» **Written instruction**
Copy the stretch of the STM32F7 loop-timing thread from "And then I increase" through "the data too.", substituting "second-order coefficient" for each "quadratic coefficient".

━━ Source text

What Happened during while() loop?

Lingjun Kong · ‎2017-08-30

Posted on August 30, 2017 at 13:05

I recently noticed a strange case on STM32F7

I measure the execution time of this function by clock cycles. which is just a simple while loop.

void LK_ADDr(float

*im, float *meanParameter, int

Size

)

{

while (Size--)

{

*im = *im + *meanParameter;

im++;

meanParameter++;

}

the execution time shouldintuitively has a linear relationship with the Size.

but in test, I've found that it is the square of the Size. The R is eventually equalto 1.

I test the function 10K times for every Size number. And got the average execution time for every Size value. So I'm sure the result I got is correct.

in the trend function, the real constant 28can be explained. which denotes the clock cycles cost by the function, push and pop stack and the parameters loading.

the linear coefficient 5.63 is also explainable, which denotes the clock cycles cost by every loop.

I don't know what's the meaning of the quadratic coefficient.

And then I increase the number of size. the quadratic coefficient close to zero the it looks become a linear curve.

But the quadratic coefficient increased from 5 to 7. Does that means the time cost for every loop, increase with the increasing of the size?

I draw a curve for the quadratic coefficient.

the Y axis means, when I draw the trend curve for the first several points in the first picture, the quadratic coefficient of the trend curve.

it looks interesting. It not due to the FPU because I test the function again but random int data.

so which is not caused by the data too.

I think it may caused by the branch predictor. But the hit rate of branch predictor should over 95%, in this curve, the largest loop time cost has double the smallest one. if it is caused by the branch predictor, it may not a good predictor.

Why the average loop time changed so intensely?

keil arm stm32f7 c jump-bootloader-branch-bx-r0 arm-cortex-m4-cortex-m7-register arm-cortex-m stm32-f

S.Ma · ‎2017-08-30

Posted on August 30, 2017 at 14:40

Have you disabled the interrupts before calling the function? (systick, etc...)

How about the program and data cache?

Danish1 · ‎2017-08-30

Posted on August 30, 2017 at 14:50

Stm32f7 is not a 'simple' processor. There is a cache for reading data. And a buffer for writing-back modified data to memory.

Small data-sets that fit entirely in the cache and buffer will execute more quickly than larger data-sets where the processor has to access slow external memory. The first few writes will seem to take no time at all as the buffer fills up, but subsequent writes can only be made at the speed at which writing back is achieved.

━━━━
━━ Raw data

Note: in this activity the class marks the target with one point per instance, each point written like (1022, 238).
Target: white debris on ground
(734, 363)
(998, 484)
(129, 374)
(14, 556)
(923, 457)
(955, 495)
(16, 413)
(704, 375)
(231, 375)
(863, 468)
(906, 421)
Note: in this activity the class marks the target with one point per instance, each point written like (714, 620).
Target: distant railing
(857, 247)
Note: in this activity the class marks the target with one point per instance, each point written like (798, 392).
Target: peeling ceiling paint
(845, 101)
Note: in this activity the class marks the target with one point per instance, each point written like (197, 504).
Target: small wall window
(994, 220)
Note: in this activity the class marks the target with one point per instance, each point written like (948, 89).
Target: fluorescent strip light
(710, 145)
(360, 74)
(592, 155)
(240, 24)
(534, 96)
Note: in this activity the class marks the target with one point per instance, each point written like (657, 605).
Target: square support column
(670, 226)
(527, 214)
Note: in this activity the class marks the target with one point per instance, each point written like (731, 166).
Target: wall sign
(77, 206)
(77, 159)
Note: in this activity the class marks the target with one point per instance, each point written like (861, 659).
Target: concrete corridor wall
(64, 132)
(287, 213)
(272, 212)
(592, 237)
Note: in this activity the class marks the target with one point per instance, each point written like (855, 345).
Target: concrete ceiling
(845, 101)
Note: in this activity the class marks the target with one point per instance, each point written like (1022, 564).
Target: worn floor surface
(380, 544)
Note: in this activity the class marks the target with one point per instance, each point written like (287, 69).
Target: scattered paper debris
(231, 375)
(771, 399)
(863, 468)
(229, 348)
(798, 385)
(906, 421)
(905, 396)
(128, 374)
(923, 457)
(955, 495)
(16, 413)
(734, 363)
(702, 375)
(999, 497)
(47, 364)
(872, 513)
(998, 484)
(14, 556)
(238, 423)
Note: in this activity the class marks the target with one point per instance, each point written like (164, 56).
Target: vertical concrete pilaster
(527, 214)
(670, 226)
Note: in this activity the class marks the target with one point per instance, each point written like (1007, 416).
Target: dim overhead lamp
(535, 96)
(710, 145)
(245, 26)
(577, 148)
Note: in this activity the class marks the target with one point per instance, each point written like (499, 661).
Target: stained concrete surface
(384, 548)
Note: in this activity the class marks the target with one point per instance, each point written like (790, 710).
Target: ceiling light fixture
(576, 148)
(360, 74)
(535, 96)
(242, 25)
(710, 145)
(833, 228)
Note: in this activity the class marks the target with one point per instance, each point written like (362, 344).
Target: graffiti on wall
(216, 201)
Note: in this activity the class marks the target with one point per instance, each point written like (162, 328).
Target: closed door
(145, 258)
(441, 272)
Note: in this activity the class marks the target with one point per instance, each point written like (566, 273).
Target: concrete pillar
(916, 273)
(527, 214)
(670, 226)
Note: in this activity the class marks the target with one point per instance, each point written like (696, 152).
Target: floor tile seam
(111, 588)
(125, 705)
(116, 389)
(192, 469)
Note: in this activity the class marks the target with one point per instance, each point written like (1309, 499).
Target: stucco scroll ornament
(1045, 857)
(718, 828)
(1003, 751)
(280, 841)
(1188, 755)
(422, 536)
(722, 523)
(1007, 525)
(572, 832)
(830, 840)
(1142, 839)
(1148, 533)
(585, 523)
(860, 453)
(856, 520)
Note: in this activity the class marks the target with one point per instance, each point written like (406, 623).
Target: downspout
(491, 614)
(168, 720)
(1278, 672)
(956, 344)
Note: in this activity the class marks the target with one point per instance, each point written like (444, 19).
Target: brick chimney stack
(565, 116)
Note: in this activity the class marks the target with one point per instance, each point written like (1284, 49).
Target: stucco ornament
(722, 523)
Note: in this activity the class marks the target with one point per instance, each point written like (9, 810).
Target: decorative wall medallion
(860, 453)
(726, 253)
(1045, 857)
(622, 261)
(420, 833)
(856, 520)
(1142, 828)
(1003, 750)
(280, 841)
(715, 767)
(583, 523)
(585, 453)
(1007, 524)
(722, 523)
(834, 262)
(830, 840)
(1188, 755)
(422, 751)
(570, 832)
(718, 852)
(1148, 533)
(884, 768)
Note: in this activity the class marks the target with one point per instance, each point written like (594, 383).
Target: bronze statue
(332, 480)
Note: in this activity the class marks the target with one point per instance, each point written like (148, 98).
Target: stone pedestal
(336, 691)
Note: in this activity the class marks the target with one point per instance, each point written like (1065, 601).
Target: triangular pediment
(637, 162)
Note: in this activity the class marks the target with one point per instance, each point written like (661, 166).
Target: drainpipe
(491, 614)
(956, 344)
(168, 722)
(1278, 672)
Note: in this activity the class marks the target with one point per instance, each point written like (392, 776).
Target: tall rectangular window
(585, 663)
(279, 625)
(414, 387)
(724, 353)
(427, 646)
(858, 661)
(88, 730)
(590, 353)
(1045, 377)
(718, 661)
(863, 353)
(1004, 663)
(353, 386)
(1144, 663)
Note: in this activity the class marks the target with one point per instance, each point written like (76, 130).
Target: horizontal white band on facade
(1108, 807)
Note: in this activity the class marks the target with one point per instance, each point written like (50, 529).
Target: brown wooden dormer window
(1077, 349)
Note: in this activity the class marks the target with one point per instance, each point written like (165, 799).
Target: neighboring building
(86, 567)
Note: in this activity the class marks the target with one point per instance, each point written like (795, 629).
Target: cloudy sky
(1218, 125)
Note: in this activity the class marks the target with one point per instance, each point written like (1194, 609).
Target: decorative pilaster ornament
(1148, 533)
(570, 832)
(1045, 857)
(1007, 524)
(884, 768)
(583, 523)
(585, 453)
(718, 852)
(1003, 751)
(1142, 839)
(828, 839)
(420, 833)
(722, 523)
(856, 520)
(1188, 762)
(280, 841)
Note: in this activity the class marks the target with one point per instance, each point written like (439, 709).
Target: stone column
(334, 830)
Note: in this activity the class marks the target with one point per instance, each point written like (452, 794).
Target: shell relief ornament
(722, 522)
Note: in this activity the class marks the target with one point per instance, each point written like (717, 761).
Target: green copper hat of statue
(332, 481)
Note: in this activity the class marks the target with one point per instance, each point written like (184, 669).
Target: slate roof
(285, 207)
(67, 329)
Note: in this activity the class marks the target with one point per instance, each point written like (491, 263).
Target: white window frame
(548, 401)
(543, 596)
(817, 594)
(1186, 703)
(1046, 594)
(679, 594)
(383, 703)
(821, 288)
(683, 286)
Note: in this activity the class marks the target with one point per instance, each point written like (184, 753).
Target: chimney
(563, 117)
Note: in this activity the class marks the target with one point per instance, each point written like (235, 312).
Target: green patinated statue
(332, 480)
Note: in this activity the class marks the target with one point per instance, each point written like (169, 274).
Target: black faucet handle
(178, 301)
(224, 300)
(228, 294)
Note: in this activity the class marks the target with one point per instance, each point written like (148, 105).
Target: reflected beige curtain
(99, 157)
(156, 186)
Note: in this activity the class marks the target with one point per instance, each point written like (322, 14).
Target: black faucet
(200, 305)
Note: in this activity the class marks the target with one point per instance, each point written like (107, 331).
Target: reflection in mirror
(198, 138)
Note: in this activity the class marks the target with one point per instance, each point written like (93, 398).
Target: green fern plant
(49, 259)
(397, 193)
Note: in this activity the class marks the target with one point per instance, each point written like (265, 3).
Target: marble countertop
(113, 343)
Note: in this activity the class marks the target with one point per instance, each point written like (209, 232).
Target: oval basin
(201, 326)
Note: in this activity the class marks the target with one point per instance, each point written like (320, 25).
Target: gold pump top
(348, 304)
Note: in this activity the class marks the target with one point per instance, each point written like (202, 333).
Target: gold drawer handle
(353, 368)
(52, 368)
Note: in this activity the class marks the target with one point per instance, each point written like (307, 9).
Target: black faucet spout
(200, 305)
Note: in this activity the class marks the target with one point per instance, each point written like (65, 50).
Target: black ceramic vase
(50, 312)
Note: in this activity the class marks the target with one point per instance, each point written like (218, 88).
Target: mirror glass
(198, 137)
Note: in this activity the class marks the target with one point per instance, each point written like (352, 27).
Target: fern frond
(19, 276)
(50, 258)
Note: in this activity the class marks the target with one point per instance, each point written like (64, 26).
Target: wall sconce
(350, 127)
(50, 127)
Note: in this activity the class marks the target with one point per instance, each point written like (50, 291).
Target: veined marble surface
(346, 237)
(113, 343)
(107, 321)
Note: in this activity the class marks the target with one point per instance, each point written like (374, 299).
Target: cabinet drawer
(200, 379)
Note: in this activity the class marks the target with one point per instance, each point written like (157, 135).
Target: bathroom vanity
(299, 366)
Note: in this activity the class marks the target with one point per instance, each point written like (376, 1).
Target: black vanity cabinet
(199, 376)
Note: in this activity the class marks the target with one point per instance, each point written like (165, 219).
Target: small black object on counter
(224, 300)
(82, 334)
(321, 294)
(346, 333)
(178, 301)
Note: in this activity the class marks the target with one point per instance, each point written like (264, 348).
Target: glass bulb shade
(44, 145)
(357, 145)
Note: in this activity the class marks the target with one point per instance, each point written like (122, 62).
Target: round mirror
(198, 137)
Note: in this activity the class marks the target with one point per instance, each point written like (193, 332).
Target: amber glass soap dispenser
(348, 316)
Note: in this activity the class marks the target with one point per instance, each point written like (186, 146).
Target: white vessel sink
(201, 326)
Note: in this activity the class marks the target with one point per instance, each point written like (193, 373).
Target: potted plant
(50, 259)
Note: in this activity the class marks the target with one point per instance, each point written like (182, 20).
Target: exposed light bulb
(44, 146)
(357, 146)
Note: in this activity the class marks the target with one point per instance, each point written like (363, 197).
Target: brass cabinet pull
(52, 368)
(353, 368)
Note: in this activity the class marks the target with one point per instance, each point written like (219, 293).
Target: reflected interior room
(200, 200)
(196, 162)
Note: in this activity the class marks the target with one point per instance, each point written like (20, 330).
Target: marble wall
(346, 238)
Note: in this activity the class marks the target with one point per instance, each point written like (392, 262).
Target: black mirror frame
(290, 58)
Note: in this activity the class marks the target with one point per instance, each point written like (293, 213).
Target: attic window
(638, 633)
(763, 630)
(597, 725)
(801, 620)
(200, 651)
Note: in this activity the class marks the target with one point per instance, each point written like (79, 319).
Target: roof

━━━━

» **The answer**
And then I increase the number of size. the second-order coefficient close to zero the it looks become a linear curve.

But the second-order coefficient increased from 5 to 7. Does that means the time cost for every loop, increase with the increasing of the size?

I draw a curve for the second-order coefficient.

the Y axis means, when I draw the trend curve for the first several points in the first picture, the second-order coefficient of the trend curve.

it looks interesting. It not due to the FPU because I test the function again but random int data.

so which is not caused by the data too.